*Record extracts*.

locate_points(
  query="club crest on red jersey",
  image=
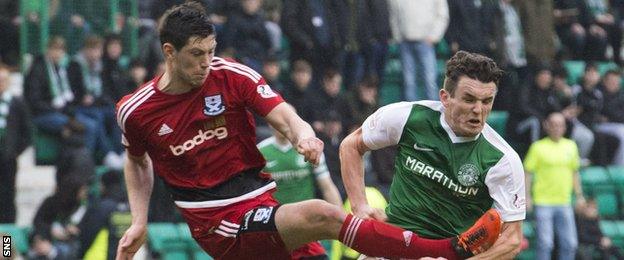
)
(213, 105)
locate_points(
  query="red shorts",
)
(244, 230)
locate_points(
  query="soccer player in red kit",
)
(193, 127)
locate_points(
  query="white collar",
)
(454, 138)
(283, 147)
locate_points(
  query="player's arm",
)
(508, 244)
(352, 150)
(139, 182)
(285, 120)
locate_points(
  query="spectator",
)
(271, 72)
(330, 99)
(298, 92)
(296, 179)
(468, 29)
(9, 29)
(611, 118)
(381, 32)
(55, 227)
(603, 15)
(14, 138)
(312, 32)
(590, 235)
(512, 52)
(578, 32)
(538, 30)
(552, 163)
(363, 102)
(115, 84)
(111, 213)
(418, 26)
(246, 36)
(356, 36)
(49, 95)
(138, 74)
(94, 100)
==
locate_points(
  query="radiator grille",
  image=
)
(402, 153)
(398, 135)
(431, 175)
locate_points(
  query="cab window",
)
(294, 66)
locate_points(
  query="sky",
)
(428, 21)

*What you are asked to do*. In the data above, find each line that uses the string "player". Copy it.

*Answer for the task*.
  query="soccer player in red kit",
  query="player's arm",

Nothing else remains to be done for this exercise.